# [Problem to solve]
Repeat exactly the lines of the listing from the line containing "Query: upper lip" through its last line, and nothing beyond them.

# [Records for the task]
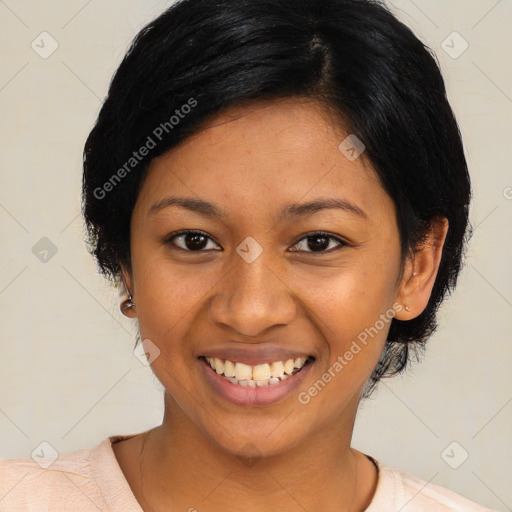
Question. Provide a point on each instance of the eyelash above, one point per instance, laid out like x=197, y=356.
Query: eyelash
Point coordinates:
x=321, y=234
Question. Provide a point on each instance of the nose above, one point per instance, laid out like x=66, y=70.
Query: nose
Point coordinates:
x=252, y=298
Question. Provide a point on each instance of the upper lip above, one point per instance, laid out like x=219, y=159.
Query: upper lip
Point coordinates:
x=254, y=356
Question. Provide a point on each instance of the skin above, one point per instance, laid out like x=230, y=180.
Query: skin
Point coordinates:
x=251, y=162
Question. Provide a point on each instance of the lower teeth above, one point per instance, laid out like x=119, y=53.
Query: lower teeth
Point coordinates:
x=261, y=383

# [Answer area]
Query: upper lip
Point coordinates:
x=254, y=356
Question. Provide a point on each instance of the skin above, one point per instance, laid out like x=230, y=180.
Query: skin
Point coordinates:
x=251, y=162
Question. Provide a point on each instance of the lower teeth above, one point per instance, laid out like x=119, y=53.
Query: lower teeth
Point coordinates:
x=261, y=383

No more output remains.